> [What is expected]
Determine how many lines of the data below contain "wreath", then give only that number.

Record excerpts Start Marker

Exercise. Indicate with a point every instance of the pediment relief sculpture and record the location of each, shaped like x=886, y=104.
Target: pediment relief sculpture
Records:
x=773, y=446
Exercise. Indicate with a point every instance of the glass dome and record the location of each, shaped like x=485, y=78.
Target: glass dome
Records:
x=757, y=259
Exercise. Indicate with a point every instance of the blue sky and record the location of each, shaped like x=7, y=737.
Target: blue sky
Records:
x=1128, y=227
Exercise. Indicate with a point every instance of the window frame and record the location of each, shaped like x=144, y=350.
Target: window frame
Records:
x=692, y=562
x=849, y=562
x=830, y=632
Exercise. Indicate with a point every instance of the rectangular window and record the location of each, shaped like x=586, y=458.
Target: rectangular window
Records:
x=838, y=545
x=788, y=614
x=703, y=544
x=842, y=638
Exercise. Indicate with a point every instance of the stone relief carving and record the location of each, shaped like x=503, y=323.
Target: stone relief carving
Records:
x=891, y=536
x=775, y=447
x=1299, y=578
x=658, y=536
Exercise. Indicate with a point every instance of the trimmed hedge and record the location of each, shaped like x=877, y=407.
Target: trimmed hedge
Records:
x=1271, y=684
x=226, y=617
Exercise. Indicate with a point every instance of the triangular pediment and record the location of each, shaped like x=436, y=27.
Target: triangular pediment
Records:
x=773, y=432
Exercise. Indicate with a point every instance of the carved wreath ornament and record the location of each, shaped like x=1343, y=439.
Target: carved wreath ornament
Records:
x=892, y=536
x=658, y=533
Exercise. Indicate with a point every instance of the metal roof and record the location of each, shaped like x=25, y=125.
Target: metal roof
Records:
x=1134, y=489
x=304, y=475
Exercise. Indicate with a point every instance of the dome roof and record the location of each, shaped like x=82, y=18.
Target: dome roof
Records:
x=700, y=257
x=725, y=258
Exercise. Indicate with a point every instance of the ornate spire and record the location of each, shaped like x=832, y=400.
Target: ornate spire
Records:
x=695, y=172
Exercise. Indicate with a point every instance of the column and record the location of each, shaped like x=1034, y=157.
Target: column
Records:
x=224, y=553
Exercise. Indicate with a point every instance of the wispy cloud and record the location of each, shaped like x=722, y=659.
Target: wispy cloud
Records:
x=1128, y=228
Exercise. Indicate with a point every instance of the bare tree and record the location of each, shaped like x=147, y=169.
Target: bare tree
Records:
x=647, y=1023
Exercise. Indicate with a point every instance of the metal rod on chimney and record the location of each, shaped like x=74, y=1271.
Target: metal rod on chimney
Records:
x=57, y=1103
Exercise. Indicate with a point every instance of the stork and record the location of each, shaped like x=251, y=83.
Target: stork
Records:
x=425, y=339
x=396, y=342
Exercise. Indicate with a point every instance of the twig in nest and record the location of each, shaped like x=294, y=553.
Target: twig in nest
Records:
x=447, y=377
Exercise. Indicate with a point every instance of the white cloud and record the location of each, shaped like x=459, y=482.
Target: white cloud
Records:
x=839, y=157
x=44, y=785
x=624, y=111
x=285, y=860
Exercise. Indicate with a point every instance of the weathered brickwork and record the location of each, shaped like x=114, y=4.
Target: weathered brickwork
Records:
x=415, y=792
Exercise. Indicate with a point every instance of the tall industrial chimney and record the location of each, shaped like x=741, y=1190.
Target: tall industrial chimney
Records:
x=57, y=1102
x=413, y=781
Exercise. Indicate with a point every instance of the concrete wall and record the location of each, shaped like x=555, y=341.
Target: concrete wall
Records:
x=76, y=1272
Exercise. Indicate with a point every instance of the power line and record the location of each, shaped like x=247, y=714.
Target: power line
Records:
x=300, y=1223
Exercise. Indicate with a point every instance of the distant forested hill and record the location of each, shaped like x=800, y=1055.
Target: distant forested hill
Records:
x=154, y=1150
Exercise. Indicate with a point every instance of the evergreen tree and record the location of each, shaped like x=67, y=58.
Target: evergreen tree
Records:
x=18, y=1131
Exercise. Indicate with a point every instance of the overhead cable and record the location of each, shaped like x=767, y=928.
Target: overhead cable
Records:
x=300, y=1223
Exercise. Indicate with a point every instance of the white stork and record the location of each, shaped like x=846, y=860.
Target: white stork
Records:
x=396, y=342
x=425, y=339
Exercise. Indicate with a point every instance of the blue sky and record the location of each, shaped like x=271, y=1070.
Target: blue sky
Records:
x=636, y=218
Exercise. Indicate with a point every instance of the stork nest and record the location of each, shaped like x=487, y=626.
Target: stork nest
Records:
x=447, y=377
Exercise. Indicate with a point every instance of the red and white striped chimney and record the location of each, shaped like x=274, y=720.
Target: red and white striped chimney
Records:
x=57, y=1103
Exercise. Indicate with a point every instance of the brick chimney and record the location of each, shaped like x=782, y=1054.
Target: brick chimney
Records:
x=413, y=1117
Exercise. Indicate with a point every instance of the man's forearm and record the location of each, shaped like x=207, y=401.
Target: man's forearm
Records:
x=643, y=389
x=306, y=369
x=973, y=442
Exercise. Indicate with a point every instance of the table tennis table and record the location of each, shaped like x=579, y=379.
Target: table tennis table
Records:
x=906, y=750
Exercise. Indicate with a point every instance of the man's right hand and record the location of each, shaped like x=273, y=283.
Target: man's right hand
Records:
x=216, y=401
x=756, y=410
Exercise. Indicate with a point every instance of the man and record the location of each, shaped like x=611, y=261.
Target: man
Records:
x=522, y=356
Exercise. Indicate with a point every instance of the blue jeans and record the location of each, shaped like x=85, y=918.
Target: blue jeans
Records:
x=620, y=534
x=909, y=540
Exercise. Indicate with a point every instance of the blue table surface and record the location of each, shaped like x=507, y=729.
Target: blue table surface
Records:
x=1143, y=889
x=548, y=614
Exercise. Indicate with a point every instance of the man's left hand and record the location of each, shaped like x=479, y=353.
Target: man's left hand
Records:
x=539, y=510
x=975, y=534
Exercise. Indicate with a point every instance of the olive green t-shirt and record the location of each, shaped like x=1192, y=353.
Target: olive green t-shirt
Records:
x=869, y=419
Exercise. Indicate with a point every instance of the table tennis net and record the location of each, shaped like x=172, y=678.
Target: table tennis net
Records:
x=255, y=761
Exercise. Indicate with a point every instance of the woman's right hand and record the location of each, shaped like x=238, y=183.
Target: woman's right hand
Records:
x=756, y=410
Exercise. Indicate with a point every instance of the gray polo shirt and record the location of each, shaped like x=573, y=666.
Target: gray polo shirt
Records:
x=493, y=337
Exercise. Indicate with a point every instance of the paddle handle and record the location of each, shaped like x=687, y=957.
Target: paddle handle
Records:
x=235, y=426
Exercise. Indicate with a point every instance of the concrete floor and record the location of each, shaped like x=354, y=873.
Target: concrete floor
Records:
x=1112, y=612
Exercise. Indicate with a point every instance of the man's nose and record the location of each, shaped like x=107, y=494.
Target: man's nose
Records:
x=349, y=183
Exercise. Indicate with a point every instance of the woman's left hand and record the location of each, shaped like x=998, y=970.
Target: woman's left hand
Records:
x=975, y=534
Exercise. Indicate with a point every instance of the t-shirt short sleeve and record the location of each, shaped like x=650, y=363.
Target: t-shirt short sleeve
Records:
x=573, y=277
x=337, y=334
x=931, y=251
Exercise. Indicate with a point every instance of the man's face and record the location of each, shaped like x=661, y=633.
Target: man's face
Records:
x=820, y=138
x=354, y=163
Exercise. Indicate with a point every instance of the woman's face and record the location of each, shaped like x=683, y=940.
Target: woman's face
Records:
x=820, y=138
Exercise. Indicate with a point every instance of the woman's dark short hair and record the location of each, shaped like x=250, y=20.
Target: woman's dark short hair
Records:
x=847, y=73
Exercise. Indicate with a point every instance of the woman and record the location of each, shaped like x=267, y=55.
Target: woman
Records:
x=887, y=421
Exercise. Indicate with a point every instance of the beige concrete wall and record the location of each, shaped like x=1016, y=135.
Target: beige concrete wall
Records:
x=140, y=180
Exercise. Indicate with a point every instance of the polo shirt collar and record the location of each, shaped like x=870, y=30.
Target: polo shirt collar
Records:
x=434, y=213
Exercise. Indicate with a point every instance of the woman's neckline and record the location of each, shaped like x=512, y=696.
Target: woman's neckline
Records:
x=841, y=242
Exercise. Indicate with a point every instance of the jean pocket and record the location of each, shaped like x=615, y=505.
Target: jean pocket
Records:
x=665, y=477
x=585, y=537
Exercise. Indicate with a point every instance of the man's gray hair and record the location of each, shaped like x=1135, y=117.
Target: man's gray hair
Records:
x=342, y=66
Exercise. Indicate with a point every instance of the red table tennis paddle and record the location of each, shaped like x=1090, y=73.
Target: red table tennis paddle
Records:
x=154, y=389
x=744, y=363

Record excerpts End Marker

> [Answer to this task]
2